Required work:
1 - Reproduce the part of the game wishlist below starting with "5.  New Game" and going on through "been planned for.".
2 - Please carry on the game wishlist below from the point where it stops.

Given text:
I know this is a small gripe and as I said before I love the characters in the game I just wish I could have had an all dwarf or all elf group as an option.


7.  Cooperative Multiplayer.  Allowing two protagonist characters to join a group together and play through the game would have been a nice feature.  The game as it is now is not really balanced with something like this in mind and really a lot would need to be changed (like difficulty) but it would have given this game a bit more replayability and as we all know, playing a game with someone is usually more fun than playing alone.


6.  Harder Difficulty.  I'm pretty happy with where the game is at on the normal difficulty but I am extremely disappointed with it on nightmare.  The game actually feels easier on nightmare than it did on normal for me just because I now know the systems inside and out and know what is powerful and what is not.  I was hoping nightmare would be like Diablo's nightmare where every single fight had the potential to butcher you but the rewards were great.  This would go hand in hand with number seven.

Currently players who have mastered this game must artifically handicap themselves in order to create challenge.  Some folks are soloing their way through the game (when possible), others are setting tactics and not intervening in fights directly, still others are taking and using specs known to be inferior and weak.  A more nightmarish nightmare difficulty would have gone a long ways in adding significant replayability to DA:O.


5.  New Game +.  This also goes hand in hand with numbers six and seven.  At the end of the game it would have been nice to have the option to restart the game, choose a new class and origin and start up at the level you ended the previous game on and start from there.  This would ideally increase the difficulty and add a new dimension to the game.  Like number 7 though the game would need to be redesigned somewhat for this to be practical... but I still wish it had been planned for.


4.  Talent Synergy.  Talents are effectively pools of completely separate, utterly incompatible skills which just doesn't seem right to me.  The system is straight forward enough in that you choose the talents you want but it makes the whole process dull when you realize you're basically limited to 12-16 skills and after that anything purchased will essentially be useless.

I think in addition to giving spec related skills and passives they should also be of some general smaller use as well.  Let me write out an example of what I mean.

Entries:
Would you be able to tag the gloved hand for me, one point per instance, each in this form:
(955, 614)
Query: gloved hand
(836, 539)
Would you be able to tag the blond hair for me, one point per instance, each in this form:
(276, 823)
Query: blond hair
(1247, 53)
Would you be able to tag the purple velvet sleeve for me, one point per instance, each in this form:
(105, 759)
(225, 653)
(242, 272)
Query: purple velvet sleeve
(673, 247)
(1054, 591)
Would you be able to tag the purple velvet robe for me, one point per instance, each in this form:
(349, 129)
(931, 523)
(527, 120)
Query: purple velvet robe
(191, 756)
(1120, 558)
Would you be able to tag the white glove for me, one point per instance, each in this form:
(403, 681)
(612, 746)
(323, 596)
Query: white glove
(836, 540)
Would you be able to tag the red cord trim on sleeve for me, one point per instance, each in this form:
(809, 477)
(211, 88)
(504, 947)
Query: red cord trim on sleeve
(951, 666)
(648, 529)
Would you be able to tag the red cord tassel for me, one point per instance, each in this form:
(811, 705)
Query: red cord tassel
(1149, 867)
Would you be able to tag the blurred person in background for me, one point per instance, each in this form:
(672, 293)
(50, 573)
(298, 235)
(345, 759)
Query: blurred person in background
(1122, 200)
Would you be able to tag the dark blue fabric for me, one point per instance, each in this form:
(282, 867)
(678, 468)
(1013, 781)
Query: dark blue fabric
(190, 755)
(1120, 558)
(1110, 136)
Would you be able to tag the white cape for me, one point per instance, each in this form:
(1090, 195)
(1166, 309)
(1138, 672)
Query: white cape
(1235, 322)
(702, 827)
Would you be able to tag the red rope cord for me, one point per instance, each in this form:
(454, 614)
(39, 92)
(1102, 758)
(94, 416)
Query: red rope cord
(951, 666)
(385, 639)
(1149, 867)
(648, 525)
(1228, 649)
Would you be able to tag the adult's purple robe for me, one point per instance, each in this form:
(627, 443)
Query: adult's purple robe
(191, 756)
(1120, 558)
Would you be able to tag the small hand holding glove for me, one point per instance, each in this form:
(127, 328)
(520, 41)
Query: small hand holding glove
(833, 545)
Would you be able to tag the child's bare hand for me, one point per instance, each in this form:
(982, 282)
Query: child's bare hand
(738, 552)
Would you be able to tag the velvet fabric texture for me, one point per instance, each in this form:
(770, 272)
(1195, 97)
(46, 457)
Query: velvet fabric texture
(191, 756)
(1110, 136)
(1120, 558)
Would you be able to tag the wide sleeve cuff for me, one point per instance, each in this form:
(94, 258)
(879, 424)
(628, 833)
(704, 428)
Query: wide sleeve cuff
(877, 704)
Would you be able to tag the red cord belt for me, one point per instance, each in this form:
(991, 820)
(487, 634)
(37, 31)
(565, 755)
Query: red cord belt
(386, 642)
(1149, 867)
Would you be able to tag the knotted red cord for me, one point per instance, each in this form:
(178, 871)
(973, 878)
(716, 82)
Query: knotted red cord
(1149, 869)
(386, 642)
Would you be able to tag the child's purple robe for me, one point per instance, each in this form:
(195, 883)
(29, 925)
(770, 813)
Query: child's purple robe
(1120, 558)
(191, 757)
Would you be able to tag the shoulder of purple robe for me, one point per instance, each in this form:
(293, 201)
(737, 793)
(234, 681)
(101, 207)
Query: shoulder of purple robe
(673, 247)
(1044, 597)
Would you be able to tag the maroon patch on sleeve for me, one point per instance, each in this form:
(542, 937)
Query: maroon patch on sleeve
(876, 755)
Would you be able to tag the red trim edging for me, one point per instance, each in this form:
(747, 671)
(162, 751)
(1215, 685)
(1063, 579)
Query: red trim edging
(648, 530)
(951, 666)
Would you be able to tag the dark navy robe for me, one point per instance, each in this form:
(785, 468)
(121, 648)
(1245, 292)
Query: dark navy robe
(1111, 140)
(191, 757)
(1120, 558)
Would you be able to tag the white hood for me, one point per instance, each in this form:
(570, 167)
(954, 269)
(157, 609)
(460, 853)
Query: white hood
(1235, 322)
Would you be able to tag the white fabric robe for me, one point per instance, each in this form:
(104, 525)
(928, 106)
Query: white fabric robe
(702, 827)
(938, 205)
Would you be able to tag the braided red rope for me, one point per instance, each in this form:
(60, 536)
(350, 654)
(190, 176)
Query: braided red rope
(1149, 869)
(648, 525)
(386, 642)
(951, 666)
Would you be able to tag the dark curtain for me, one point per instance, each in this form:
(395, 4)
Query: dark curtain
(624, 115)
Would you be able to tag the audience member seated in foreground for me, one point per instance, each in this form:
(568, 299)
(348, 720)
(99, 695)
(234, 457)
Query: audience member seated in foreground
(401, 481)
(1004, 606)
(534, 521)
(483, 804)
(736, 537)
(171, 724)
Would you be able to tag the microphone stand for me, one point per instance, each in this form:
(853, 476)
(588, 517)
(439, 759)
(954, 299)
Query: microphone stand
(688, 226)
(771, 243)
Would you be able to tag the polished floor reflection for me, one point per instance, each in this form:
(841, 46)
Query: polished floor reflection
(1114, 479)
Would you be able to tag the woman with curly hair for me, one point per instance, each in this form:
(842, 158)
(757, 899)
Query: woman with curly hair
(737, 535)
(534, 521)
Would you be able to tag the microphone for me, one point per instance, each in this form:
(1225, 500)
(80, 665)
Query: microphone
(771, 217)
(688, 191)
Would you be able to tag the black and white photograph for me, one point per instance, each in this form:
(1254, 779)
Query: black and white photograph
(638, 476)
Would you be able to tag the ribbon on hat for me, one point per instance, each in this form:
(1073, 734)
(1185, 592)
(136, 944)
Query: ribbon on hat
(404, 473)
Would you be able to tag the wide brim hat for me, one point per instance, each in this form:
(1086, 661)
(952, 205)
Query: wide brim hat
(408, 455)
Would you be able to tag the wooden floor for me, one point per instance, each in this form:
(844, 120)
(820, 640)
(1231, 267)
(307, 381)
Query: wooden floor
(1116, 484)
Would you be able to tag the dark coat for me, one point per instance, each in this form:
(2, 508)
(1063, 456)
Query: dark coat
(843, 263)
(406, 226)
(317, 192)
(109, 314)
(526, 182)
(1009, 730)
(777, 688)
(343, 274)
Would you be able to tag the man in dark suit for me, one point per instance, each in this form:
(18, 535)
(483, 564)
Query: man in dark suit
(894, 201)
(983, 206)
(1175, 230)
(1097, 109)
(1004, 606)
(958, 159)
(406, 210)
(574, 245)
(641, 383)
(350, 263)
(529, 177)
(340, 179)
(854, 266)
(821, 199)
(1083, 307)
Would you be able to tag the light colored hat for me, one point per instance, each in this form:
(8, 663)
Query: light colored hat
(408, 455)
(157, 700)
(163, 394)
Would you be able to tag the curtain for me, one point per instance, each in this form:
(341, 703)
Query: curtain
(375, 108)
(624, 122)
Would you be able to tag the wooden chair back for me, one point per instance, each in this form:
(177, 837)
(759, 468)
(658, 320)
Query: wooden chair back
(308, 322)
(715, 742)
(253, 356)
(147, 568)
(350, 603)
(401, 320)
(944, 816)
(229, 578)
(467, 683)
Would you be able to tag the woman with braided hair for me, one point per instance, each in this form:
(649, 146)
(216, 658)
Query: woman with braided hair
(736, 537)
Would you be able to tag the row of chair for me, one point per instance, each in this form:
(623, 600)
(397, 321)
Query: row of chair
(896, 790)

Answers for the tasks:
1 -
5.  New Game +.  This also goes hand in hand with numbers six and seven.  At the end of the game it would have been nice to have the option to restart the game, choose a new class and origin and start up at the level you ended the previous game on and start from there.  This would ideally increase the difficulty and add a new dimension to the game.  Like number 7 though the game would need to be redesigned somewhat for this to be practical... but I still wish it had been planned for.

2 -
Momentum (current tier 3 dual wield talent):  While this skill is active and your character is dual wielding your attack speed is doubled.  This talent also passively increases your characters attack speed by 5% with all weapons.

Momentum still gives a very powerful sustained ability but now also has a minor passive buff perhaps to represent what your character has learned from momentum that they can apply to any combat situation (bow/2h/sword and shield).

Actual skills gained from talents would still be locked into use with the intended weapon set (ie momentum will still only work while dual wielding) but with the smaller passive bonuses you could fine tune your character rather than feel stuck buying a bunch of skills you don't intend to ever use (the entire punisher line in the dual wield tree for example).  Not saying these skills are useless per se, just not in line with what I have planned for the character.  This would have turned the relatively simplistic process of talent speccing for rogues and warriors into something as deliciously complicated and customizable as speccing is for the mage class.


3.  Unlocks.  I really wish they had handled their unlocks differently.  Rather than learning subclasses from manuals and and characters I would have preferred to see a more complex system of unlocks in general.  You would be awarded points for completing quests, finding tome unlocks, and any number of other things which you could then go into a menu and spend on things like subclasses, special side quests, tomes, perhaps even different "costumes" to skin your armor with or special gifts for your party members.  There's a lot that could be done with a system like this and it would feel more rewarding to me than buying a manual and reloading the game.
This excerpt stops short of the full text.